## WHAT IS NEEDED
Reproduce exactly the lines from the one containing "Where can the cliff" through the last line of the records below, both included. Leave out any pictures.

Raw records
----
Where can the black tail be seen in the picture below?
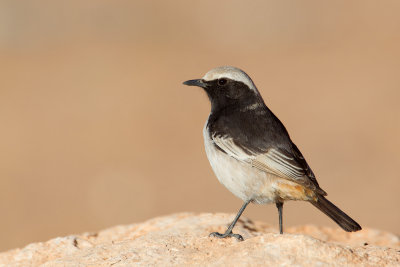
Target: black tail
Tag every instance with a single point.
(341, 218)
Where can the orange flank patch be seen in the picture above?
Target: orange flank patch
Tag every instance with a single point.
(291, 191)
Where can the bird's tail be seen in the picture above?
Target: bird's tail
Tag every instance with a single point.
(341, 218)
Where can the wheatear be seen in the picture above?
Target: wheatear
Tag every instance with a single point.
(251, 152)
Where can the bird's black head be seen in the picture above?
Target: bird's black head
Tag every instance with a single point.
(228, 86)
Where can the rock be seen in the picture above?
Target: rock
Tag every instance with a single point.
(182, 239)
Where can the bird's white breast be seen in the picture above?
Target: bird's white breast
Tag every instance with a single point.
(243, 180)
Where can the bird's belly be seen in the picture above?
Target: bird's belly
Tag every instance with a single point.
(243, 180)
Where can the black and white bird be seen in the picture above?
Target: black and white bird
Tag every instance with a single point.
(251, 152)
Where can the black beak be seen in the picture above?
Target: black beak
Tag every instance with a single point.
(198, 82)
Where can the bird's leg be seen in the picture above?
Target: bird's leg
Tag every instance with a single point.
(228, 232)
(279, 205)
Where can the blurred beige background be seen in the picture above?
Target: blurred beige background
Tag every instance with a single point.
(98, 130)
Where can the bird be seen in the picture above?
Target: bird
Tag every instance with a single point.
(251, 152)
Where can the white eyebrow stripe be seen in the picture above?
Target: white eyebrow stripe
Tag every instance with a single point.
(230, 73)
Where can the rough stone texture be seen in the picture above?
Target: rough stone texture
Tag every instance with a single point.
(182, 239)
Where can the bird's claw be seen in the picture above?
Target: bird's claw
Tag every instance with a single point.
(227, 234)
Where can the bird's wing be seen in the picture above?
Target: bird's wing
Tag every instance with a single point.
(289, 165)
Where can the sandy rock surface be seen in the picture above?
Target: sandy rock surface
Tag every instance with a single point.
(182, 239)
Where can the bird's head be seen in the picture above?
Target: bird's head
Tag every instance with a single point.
(227, 86)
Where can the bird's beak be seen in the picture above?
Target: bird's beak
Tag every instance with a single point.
(198, 82)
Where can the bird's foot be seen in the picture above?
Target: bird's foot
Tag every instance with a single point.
(227, 234)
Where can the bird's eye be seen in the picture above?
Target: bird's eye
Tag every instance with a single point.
(222, 81)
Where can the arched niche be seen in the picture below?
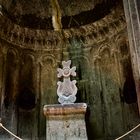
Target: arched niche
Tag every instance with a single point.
(48, 72)
(27, 96)
(11, 78)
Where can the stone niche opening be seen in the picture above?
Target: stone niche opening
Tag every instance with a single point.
(26, 99)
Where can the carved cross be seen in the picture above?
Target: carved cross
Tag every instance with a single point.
(66, 89)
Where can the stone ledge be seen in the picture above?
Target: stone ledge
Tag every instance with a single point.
(67, 109)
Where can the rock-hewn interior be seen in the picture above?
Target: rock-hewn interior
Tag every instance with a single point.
(94, 36)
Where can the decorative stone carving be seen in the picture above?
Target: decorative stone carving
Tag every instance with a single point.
(66, 89)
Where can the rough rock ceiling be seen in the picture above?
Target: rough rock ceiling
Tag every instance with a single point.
(37, 13)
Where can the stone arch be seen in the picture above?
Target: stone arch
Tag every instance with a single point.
(27, 89)
(11, 80)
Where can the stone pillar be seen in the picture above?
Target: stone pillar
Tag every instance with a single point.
(65, 122)
(132, 14)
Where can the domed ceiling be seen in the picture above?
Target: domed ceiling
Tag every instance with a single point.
(37, 13)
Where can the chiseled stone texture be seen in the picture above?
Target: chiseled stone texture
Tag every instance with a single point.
(65, 122)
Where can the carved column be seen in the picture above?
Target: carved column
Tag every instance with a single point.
(66, 121)
(133, 27)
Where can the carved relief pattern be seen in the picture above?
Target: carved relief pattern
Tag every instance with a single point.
(66, 89)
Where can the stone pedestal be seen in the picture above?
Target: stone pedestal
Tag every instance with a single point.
(65, 122)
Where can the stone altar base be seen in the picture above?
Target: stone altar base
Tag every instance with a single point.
(65, 122)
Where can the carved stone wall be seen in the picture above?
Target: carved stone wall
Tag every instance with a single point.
(28, 62)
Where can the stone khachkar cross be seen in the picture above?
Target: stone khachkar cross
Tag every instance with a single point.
(66, 121)
(66, 89)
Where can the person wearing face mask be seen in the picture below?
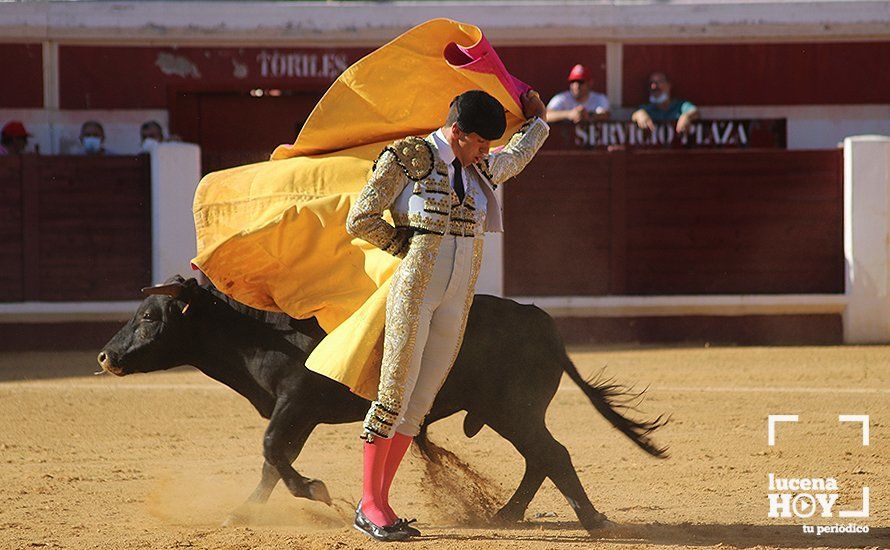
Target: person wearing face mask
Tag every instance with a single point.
(92, 139)
(579, 103)
(151, 135)
(440, 192)
(662, 107)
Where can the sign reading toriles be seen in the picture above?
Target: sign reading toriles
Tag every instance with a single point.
(290, 64)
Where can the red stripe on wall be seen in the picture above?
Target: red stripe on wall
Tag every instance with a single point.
(763, 74)
(22, 68)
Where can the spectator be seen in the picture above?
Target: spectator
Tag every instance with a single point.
(579, 103)
(13, 138)
(662, 107)
(151, 135)
(92, 139)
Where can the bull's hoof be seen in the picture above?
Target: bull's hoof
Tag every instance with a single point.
(598, 523)
(236, 519)
(318, 491)
(506, 516)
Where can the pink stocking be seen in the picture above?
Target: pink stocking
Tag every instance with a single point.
(400, 444)
(374, 467)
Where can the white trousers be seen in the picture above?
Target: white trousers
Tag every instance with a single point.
(440, 330)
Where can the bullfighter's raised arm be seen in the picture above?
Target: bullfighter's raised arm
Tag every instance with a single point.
(365, 219)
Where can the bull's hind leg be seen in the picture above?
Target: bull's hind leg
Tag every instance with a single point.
(515, 508)
(288, 429)
(270, 478)
(545, 457)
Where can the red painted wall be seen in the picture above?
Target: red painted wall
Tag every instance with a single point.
(117, 77)
(763, 74)
(22, 68)
(546, 68)
(114, 77)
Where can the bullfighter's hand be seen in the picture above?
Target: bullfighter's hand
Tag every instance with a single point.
(532, 105)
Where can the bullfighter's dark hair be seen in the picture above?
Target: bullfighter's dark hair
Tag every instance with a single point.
(478, 112)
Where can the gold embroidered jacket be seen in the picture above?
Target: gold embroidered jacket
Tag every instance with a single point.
(411, 181)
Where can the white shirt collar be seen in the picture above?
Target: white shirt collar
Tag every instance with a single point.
(445, 151)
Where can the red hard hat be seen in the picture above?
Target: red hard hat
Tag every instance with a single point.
(15, 129)
(579, 72)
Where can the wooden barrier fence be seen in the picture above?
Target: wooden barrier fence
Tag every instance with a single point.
(74, 228)
(675, 222)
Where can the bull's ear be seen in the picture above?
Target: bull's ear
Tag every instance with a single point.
(174, 290)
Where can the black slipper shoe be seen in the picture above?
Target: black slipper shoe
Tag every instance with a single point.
(404, 525)
(383, 534)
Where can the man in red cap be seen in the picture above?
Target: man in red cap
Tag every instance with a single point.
(579, 103)
(13, 138)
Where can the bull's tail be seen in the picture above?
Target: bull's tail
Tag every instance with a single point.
(611, 400)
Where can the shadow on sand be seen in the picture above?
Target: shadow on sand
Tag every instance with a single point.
(736, 535)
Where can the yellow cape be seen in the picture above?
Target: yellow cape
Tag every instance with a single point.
(272, 235)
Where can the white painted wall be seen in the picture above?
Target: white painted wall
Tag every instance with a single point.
(175, 173)
(58, 132)
(373, 22)
(866, 238)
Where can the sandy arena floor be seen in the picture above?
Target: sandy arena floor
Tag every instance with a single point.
(158, 460)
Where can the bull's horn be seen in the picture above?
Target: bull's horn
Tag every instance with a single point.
(174, 290)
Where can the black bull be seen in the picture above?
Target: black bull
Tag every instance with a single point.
(506, 374)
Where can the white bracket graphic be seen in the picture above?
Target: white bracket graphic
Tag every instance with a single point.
(862, 513)
(771, 425)
(863, 418)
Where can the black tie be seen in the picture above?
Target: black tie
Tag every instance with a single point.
(458, 180)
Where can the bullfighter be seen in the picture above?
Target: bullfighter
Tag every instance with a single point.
(440, 193)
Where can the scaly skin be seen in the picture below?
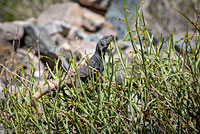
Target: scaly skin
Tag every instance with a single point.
(95, 65)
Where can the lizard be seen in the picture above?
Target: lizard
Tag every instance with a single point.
(95, 64)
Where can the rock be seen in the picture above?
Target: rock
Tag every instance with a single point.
(80, 48)
(24, 57)
(162, 18)
(69, 12)
(58, 27)
(46, 45)
(10, 31)
(107, 29)
(92, 22)
(116, 11)
(77, 33)
(99, 6)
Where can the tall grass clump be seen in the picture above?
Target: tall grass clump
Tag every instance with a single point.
(159, 93)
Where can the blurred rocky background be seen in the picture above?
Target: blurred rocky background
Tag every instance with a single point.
(29, 28)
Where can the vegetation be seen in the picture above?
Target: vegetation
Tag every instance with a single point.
(159, 94)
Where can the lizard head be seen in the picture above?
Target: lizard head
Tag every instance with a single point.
(104, 42)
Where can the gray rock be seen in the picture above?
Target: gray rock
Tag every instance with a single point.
(69, 12)
(10, 31)
(115, 11)
(99, 6)
(46, 45)
(58, 27)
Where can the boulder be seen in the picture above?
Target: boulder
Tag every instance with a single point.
(10, 31)
(99, 6)
(69, 12)
(116, 11)
(92, 22)
(36, 35)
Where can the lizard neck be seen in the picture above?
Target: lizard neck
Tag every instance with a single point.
(98, 53)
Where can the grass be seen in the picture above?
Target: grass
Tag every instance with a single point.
(159, 94)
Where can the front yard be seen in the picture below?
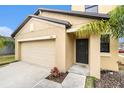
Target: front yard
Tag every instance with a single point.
(109, 79)
(6, 59)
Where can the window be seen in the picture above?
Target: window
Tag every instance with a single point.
(91, 8)
(105, 43)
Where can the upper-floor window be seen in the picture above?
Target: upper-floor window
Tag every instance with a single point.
(105, 43)
(91, 8)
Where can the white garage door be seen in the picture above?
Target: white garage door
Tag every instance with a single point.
(39, 52)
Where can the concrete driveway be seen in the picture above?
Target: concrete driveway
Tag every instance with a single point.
(22, 75)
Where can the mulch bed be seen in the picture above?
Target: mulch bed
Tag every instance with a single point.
(110, 79)
(57, 79)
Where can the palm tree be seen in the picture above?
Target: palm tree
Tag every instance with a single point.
(115, 25)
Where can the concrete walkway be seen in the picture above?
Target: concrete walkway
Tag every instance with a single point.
(21, 75)
(27, 75)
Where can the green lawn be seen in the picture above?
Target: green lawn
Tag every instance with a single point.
(90, 82)
(7, 59)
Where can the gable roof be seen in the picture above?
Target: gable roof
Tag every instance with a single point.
(62, 22)
(75, 13)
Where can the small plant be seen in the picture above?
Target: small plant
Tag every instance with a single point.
(55, 72)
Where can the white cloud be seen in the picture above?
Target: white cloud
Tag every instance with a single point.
(5, 31)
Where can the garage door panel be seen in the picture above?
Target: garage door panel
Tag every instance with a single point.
(39, 52)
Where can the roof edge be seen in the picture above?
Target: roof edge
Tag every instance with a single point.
(75, 13)
(62, 22)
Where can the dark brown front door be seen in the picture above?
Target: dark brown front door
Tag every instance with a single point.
(82, 51)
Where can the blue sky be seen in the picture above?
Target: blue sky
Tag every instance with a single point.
(12, 16)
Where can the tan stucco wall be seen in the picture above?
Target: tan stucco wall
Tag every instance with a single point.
(43, 28)
(78, 8)
(96, 60)
(109, 60)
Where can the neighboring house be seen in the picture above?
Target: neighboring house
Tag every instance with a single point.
(9, 48)
(46, 38)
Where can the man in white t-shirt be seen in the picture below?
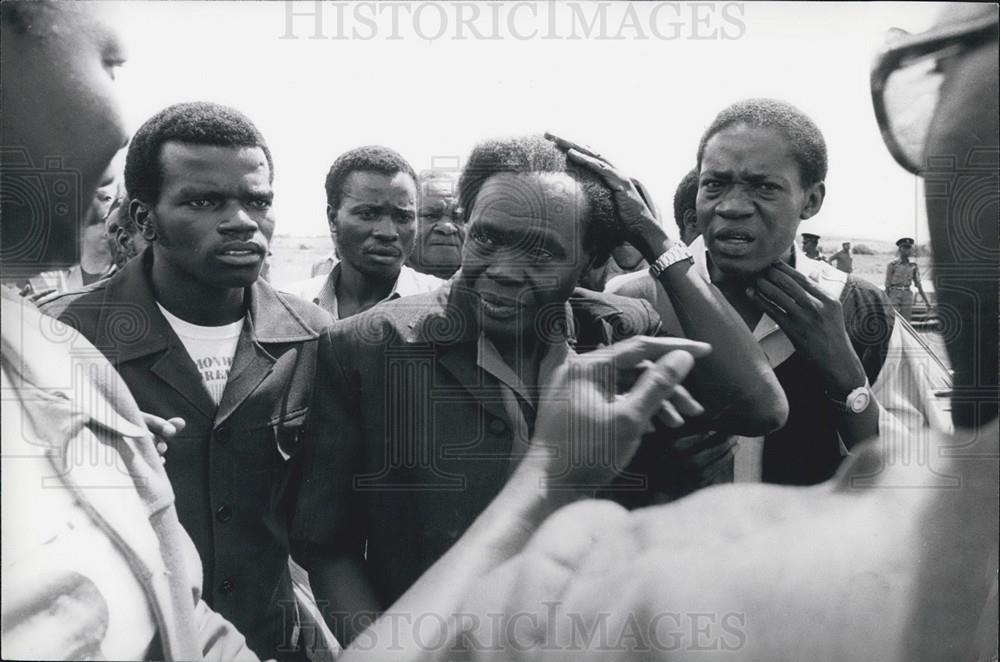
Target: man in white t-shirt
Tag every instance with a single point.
(196, 333)
(371, 197)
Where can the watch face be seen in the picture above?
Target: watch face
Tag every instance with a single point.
(858, 400)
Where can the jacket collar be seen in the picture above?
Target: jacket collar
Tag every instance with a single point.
(130, 322)
(772, 339)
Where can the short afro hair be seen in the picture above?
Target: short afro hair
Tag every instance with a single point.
(685, 197)
(370, 158)
(805, 138)
(535, 154)
(195, 123)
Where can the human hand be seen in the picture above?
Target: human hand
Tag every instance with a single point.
(590, 423)
(637, 215)
(813, 322)
(163, 430)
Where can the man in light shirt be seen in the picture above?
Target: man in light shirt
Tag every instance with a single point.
(371, 197)
(95, 562)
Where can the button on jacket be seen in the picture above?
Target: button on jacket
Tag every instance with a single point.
(243, 472)
(440, 433)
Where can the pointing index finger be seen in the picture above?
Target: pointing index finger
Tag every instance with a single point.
(566, 144)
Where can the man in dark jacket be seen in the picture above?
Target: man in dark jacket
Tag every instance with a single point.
(440, 392)
(197, 335)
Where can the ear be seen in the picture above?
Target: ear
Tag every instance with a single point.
(813, 202)
(331, 219)
(690, 220)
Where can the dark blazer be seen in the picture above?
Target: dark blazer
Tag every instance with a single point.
(435, 435)
(243, 503)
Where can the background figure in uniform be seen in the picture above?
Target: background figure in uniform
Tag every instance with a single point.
(843, 259)
(371, 195)
(810, 246)
(900, 274)
(685, 198)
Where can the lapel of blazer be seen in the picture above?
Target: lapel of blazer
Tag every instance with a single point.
(131, 326)
(459, 357)
(270, 322)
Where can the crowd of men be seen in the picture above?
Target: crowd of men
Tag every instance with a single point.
(503, 391)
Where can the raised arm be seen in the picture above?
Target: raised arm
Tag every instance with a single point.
(735, 384)
(920, 286)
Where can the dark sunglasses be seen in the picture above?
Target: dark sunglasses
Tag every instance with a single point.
(906, 83)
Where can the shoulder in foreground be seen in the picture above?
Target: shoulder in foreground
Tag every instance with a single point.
(403, 318)
(628, 316)
(305, 309)
(413, 282)
(55, 304)
(635, 284)
(304, 289)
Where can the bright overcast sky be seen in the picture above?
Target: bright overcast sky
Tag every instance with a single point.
(642, 99)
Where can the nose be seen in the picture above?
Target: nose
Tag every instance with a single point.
(446, 228)
(385, 229)
(736, 203)
(502, 270)
(239, 221)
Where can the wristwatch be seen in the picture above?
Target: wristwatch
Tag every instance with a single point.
(676, 253)
(856, 402)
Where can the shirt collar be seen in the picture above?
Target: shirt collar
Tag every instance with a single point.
(488, 357)
(326, 298)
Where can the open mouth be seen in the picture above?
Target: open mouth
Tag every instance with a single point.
(498, 307)
(733, 241)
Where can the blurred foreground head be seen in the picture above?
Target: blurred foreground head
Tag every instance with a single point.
(935, 96)
(59, 129)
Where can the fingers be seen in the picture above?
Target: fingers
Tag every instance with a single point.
(775, 312)
(566, 144)
(630, 353)
(685, 404)
(659, 383)
(776, 295)
(612, 177)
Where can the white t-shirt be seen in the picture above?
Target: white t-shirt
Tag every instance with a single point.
(212, 349)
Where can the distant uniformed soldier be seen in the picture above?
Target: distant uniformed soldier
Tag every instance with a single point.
(899, 276)
(842, 259)
(810, 246)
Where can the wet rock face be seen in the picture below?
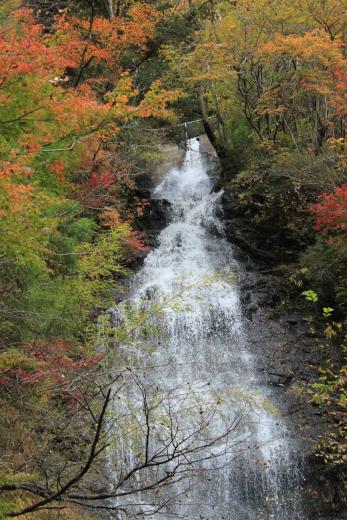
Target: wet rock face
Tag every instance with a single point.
(287, 355)
(153, 220)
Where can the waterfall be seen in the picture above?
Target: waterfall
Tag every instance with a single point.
(197, 348)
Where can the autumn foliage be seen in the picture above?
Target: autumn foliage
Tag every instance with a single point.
(331, 212)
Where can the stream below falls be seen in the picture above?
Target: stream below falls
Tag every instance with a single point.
(199, 408)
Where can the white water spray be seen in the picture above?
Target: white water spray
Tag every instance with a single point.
(203, 344)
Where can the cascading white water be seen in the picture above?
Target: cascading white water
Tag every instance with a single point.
(201, 343)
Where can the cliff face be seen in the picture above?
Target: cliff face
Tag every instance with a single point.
(288, 354)
(280, 338)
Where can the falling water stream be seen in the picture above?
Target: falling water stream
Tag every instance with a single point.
(198, 352)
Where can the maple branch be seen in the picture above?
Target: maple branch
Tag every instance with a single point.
(94, 452)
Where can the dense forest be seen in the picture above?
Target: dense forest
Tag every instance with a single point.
(91, 92)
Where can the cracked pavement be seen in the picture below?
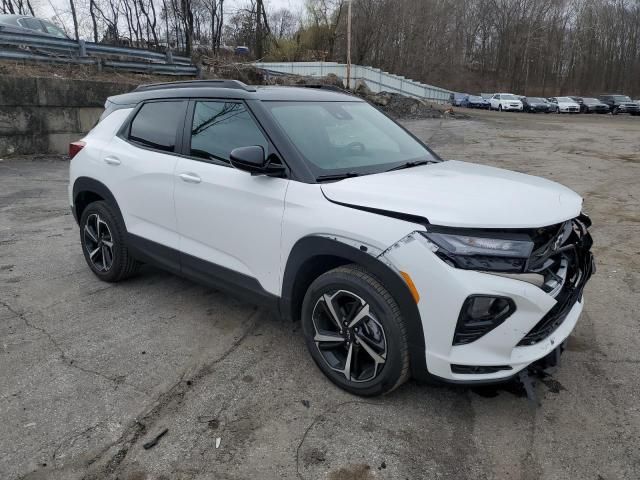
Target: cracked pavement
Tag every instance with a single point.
----
## ANSWER FOR THE TASK
Where can the cliff face be seen in the picture above?
Target: cliff face
Tag every instance with a single point.
(288, 354)
(280, 338)
Where can the falling water stream be seen in the picture above?
Target: falling water stream
Tag every instance with a single point.
(198, 352)
Where can the maple branch be seen in the picture above?
Target: maple branch
Tag every instance with a single point.
(94, 452)
Where can the dense forest be seen in the picture above?
Target: dense forest
Tag every instance with a single point.
(91, 92)
Where can the cracked pavement be seen in the picture below?
Target: cracked pavement
Tag every instance with a single point.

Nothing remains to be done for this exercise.